◆ CON LE INFORMAZIONI:
1: Cita parola per parola il brano dell'articolo sugli osteopati che va da "La presidente del" fino a "degli Osteopati d’Italia.".
2: Elenca, nell'ordine in cui compaiono per la prima volta, gli enti e le pubblicazioni ufficiali indicati con un nome proprio nell'articolo sugli osteopati.
3: Prosegui l'articolo sugli osteopati dopo l'ultima frase riportata.

◆ ESTRATTO DEL TESTO:

La presidente del ROI: «Stabilita la modalità di equipollenza dei titoli ogni tassello sarà al suo posto ed anche gli osteopati potranno ambire ad un ruolo nel Sistema sanitario nazionale, contribuendo soprattutto alla gestione dei malati cronici»
«La pubblicazione in Gazzetta Ufficiale del nostro profilo professionale è stata il primo atto che riconosce l’osteopata tra le professioni sanitarie, così come sancito dalla legge 3 del 2018 sul riordino delle professioni sanitarie. Ora, il successivo e fondamentale tassello sarà l’individuazione del percorso formativo». A tracciare la seconda tappa decisiva per gli osteopati italiani, nel percorso intrapreso per il pieno riconoscimento tra le professioni sanitarie, è Paola Sciomachen, presidente del ROI, il Registro degli Osteopati d’Italia.
Questo cammino è esplicitamente indicato nel profilo professionale che, all’articolo 1, definisce l’osteopata come «professionista sanitario in possesso di laurea triennale universitaria abilitante, o titolo equipollente, con successiva iscrizione all’albo professionale», aggiunge Sciomachen.

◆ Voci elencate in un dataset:
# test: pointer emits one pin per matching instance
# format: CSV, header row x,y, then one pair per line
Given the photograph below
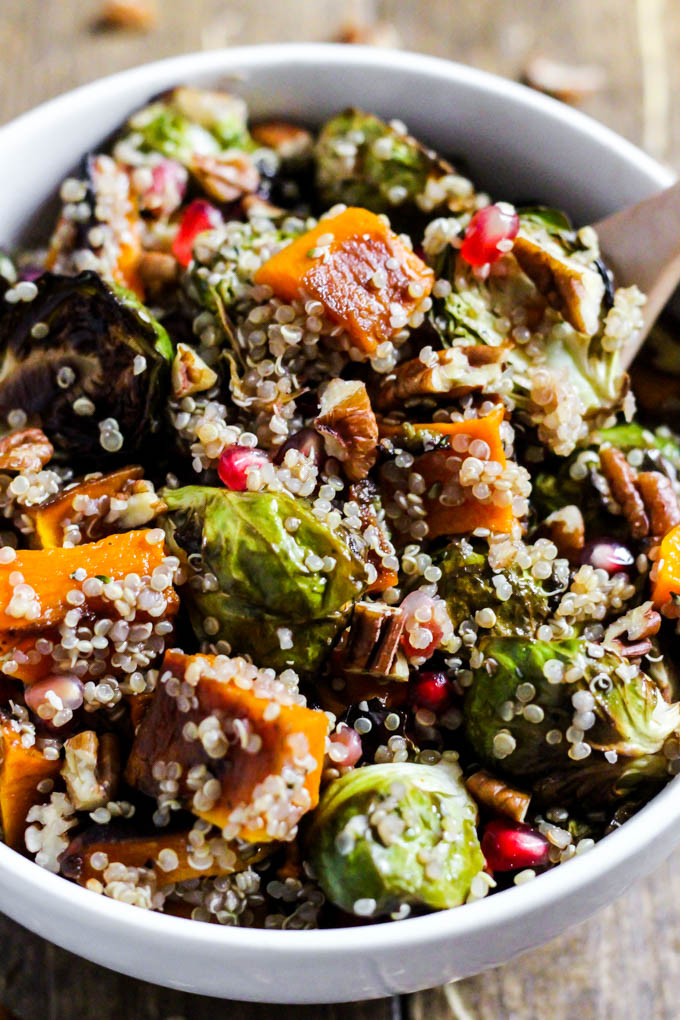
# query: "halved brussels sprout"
x,y
467,584
384,835
541,709
81,353
362,160
271,579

◆ LE TUE RISPOSTE:
1:
La presidente del ROI: «Stabilita la modalità di equipollenza dei titoli ogni tassello sarà al suo posto ed anche gli osteopati potranno ambire ad un ruolo nel Sistema sanitario nazionale, contribuendo soprattutto alla gestione dei malati cronici»
«La pubblicazione in Gazzetta Ufficiale del nostro profilo professionale è stata il primo atto che riconosce l’osteopata tra le professioni sanitarie, così come sancito dalla legge 3 del 2018 sul riordino delle professioni sanitarie. Ora, il successivo e fondamentale tassello sarà l’individuazione del percorso formativo». A tracciare la seconda tappa decisiva per gli osteopati italiani, nel percorso intrapreso per il pieno riconoscimento tra le professioni sanitarie, è Paola Sciomachen, presidente del ROI, il Registro degli Osteopati d’Italia.

2: ROI (Registro degli Osteopati d'Italia); Sistema sanitario nazionale; Gazzetta Ufficiale

3:
Anche le modalità per il riconoscimento dell’equipollenza dei titoli sono da definire. Così come specificato nell’articolo 4 sarà necessario un successivo accordo in Stato-regioni per individuare sia i criteri di valutazione dell’esperienza professionale, che quelli per il riconoscimento dell’equipollenza dei titoli di coloro che già esercitano la professione di osteopata.
«Riconoscere all’osteopata la possibilità di effettuare un intervento sanitario diretto nell’ambito della prevenzione è uno tra gli elementi più nuovi per la nostra professione», sottolinea la presidente del ROI.
Mansione esplicitata sempre all’articolo 1: «L’osteopata svolge in via autonoma, o in collaborazione con altre figure sanitarie, interventi di prevenzione e mantenimento della salute attraverso il trattamento osteopatico di disfunzioni somatiche non riconducibili a patologie, nell’ambito dell’apparato muscolo scheletrico», dice la professionista.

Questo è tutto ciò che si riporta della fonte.